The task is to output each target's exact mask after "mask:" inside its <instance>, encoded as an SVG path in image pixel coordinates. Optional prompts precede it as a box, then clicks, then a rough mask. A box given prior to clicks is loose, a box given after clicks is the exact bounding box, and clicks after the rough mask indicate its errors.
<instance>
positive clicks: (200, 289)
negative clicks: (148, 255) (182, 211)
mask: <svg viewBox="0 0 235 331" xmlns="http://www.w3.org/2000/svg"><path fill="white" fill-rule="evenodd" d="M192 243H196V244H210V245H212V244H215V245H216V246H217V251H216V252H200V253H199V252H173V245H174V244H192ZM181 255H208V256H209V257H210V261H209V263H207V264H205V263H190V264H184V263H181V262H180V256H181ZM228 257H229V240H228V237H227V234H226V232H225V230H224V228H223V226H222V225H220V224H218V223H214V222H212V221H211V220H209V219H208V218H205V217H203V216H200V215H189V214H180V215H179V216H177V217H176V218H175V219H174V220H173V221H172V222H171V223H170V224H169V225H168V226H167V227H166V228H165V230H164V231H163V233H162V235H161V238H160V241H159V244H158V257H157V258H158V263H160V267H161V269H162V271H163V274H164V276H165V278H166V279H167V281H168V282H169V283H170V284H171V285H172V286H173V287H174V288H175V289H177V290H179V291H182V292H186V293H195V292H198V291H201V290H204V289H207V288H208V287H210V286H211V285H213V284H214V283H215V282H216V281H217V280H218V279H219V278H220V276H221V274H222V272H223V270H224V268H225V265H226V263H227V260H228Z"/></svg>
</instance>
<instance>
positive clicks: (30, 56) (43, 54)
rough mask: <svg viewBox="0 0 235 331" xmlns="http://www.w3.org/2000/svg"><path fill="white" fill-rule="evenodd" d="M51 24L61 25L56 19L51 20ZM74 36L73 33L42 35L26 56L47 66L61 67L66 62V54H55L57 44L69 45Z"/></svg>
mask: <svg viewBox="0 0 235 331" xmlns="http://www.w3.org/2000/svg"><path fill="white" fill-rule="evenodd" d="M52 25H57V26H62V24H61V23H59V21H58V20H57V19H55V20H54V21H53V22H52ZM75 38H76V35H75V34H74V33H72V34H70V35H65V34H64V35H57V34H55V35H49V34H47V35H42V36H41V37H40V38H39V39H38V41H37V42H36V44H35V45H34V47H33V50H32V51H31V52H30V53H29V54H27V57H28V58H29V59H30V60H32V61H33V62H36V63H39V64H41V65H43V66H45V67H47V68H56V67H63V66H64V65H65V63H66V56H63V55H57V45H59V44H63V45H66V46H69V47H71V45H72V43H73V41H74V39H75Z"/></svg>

------------------------------------

▶ Directions for this task: Quote every record above exactly.

▶ Task response:
The task is to output each target's exact mask after "mask:" inside its <instance>, encoded as an SVG path in image pixel coordinates. Optional prompts precede it as a box, then clicks, then a rough mask. A box given prior to clicks is loose, a box given after clicks is the exact bounding box, and clicks after the rough mask indicate its errors.
<instance>
positive clicks: (200, 289)
negative clicks: (148, 255) (182, 211)
mask: <svg viewBox="0 0 235 331" xmlns="http://www.w3.org/2000/svg"><path fill="white" fill-rule="evenodd" d="M192 243H196V244H210V245H212V244H215V245H216V246H217V251H216V252H200V253H199V252H173V245H174V244H192ZM181 255H208V256H209V257H210V261H209V263H207V264H205V263H190V264H184V263H181V262H180V256H181ZM228 257H229V240H228V237H227V234H226V232H225V230H224V228H223V226H222V225H220V224H218V223H214V222H212V221H211V220H209V219H208V218H205V217H203V216H200V215H189V214H180V215H179V216H177V217H176V218H175V219H174V220H173V221H172V222H171V223H170V224H169V225H168V226H167V227H166V228H165V230H164V231H163V233H162V235H161V238H160V241H159V244H158V257H157V258H158V263H160V267H161V269H162V271H163V274H164V276H165V278H166V279H167V281H168V282H169V283H170V284H171V285H172V286H173V287H174V288H175V289H177V290H179V291H182V292H186V293H195V292H198V291H201V290H204V289H207V288H208V287H210V286H211V285H213V284H214V283H215V282H216V281H217V280H218V279H219V278H220V276H221V274H222V272H223V270H224V268H225V265H226V263H227V260H228Z"/></svg>
</instance>
<instance>
positive clicks: (30, 56) (43, 54)
rough mask: <svg viewBox="0 0 235 331" xmlns="http://www.w3.org/2000/svg"><path fill="white" fill-rule="evenodd" d="M51 24L61 25L56 19L51 20ZM74 36L73 33L42 35L26 56L47 66L61 67L66 62V54H55L57 44L69 45Z"/></svg>
mask: <svg viewBox="0 0 235 331" xmlns="http://www.w3.org/2000/svg"><path fill="white" fill-rule="evenodd" d="M52 25H57V26H62V24H61V23H59V21H58V20H57V19H55V20H54V21H53V22H52ZM75 38H76V35H75V34H74V33H72V34H70V35H65V34H64V35H57V34H55V35H49V34H47V35H42V36H41V37H40V38H39V39H38V41H37V42H36V44H35V45H34V47H33V50H32V51H31V52H30V53H29V54H27V57H28V58H29V59H30V60H32V61H33V62H36V63H39V64H41V65H43V66H45V67H47V68H56V67H63V66H64V65H65V63H66V56H63V55H57V45H59V44H63V45H66V46H69V47H71V45H72V43H73V41H74V39H75Z"/></svg>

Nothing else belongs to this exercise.